Point labeling examples
··········
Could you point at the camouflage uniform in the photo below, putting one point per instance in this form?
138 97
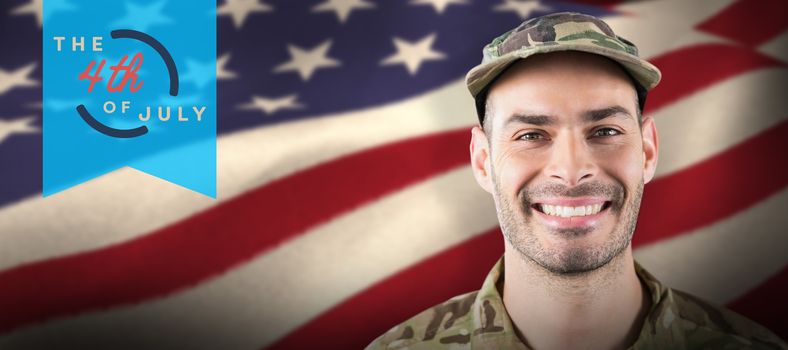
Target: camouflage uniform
479 320
676 320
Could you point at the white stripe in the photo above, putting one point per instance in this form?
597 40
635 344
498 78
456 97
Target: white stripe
777 47
657 27
719 117
103 211
261 301
723 261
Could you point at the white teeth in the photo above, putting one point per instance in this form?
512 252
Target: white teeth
557 210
··········
Rewrite all the items with "Target" renamed to "Label" throughout, keeping everything else unchanged and leaving out the pictures.

Task output:
Could you point at the camouflage uniform in the photo below, putting one point per instance in this form?
138 97
Label: camouflage uniform
479 320
676 320
Could you point at the white stripe in the photo above, putting one point per instance in this form?
597 40
635 344
498 78
456 97
Label: white stripe
777 47
657 27
719 117
103 211
261 301
723 261
Could you point at the white teeth in the photo above, putting one point per instance in this form?
512 252
Label: white teeth
557 210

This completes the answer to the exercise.